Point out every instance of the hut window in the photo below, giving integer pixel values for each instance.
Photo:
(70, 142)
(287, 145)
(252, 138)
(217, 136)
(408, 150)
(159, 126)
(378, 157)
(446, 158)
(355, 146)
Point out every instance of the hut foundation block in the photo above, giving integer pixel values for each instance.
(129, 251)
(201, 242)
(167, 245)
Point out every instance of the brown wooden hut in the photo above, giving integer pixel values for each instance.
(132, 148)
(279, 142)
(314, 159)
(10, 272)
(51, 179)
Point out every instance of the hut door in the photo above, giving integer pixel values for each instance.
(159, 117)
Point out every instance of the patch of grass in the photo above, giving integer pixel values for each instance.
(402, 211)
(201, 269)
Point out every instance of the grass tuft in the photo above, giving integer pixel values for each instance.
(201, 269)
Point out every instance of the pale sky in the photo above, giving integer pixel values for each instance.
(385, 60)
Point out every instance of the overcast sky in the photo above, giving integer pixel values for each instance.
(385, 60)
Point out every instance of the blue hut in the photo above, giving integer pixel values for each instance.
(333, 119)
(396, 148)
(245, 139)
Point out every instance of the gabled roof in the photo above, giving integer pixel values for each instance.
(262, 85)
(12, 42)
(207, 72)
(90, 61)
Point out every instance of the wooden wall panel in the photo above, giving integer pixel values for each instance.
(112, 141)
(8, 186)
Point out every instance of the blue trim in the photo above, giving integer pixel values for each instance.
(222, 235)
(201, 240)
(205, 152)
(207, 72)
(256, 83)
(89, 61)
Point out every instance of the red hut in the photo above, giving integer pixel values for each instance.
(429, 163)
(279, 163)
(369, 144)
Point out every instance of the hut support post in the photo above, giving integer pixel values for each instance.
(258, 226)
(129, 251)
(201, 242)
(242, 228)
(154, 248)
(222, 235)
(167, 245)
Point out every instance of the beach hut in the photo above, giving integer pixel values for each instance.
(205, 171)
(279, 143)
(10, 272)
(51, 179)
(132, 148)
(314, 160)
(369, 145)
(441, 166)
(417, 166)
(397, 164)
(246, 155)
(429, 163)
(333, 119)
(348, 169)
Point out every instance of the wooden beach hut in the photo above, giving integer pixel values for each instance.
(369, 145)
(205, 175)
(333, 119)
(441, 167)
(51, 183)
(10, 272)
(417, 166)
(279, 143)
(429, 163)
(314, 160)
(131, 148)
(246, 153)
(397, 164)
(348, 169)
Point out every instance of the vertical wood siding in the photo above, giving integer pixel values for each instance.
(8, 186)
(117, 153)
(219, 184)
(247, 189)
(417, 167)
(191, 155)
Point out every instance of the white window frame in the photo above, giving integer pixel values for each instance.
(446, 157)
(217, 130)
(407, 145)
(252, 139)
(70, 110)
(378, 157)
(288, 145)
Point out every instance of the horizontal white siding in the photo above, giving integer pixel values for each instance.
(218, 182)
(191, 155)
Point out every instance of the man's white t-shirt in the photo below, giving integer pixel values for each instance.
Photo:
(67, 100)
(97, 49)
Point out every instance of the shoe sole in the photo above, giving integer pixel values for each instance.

* * * * *

_REQUIRED ACTION_
Return, from the entries, each line that holds "below".

_REPLY TO THE EXERCISE_
Point out every instance of the hut window in the photo below, giving integer pixel values for each instance.
Point out every instance of the man's white t-shirt in the photo below, giving integer pixel values for each instance.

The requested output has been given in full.